Exercise goal
In the listing below, rewrite the lines from the one with "Query: hiking person" up to and including the one with "(1019, 672)", changing "rear bumper" to "back bumper" and leaving everything else as it is. Leave the pictures out.

Given data
╭──

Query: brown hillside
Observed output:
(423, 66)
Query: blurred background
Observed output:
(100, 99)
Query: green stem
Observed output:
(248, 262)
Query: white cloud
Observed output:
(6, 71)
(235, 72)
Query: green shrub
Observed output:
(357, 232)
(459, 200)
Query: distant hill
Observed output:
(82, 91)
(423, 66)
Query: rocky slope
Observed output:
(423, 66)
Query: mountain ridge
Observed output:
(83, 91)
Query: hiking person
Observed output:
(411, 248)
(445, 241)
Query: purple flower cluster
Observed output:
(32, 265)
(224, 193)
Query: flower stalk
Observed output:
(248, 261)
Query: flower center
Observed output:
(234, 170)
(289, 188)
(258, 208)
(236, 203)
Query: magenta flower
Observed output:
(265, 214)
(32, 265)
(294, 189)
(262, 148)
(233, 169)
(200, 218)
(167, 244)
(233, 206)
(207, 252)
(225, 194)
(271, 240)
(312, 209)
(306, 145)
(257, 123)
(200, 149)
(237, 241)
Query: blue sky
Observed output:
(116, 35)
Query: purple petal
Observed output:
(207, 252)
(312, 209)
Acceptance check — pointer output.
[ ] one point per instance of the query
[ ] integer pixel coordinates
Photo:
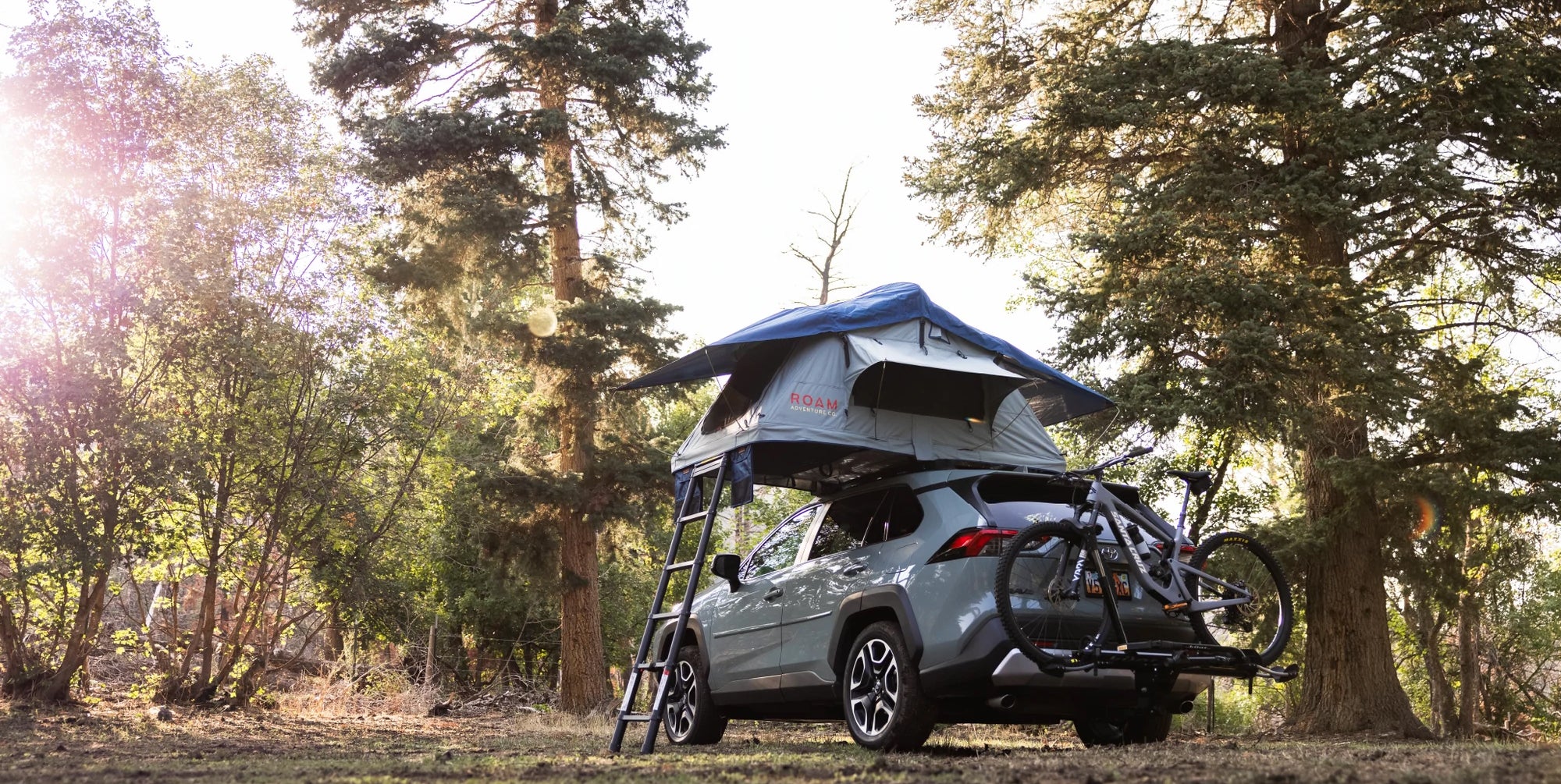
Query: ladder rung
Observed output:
(708, 467)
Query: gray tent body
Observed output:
(825, 410)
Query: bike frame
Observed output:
(1123, 522)
(1176, 594)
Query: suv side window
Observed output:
(780, 548)
(867, 519)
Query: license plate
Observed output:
(1092, 584)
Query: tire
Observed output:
(1023, 573)
(1262, 625)
(1123, 728)
(881, 692)
(689, 714)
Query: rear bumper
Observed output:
(990, 665)
(1019, 672)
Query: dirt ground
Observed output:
(123, 743)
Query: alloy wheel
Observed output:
(875, 687)
(681, 703)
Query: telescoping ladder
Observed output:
(689, 511)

╰──

Response below
Query: hiking person
Observed output:
(411, 248)
(445, 241)
Query: purple flower cluster
Observed output:
(32, 265)
(224, 193)
Query: flower stalk
Observed output:
(248, 261)
Query: flower center
Observed output:
(234, 170)
(289, 188)
(258, 208)
(236, 203)
Query: magenta flower
Observed output:
(265, 214)
(32, 265)
(294, 189)
(262, 148)
(233, 169)
(200, 218)
(167, 244)
(233, 206)
(207, 252)
(225, 194)
(271, 240)
(312, 209)
(306, 145)
(257, 123)
(200, 149)
(237, 241)
Query: blue sky
Observed output:
(116, 35)
Query: purple petal
Observed output:
(207, 252)
(312, 209)
Acceptance check — pointer output.
[ ] one point per instance of the query
[ ] integer pixel coordinates
Photo:
Query: ladder rung
Observed output:
(708, 467)
Query: gray tent body
Observed output:
(825, 410)
Query: bike frame
Observed output:
(1123, 522)
(1176, 594)
Query: suv side window
Observed output:
(780, 548)
(867, 519)
Query: license plate
Observed output:
(1092, 584)
Query: tire
Observed output:
(1023, 573)
(1262, 625)
(1123, 728)
(881, 692)
(689, 714)
Query: back bumper
Observed output:
(990, 665)
(1019, 672)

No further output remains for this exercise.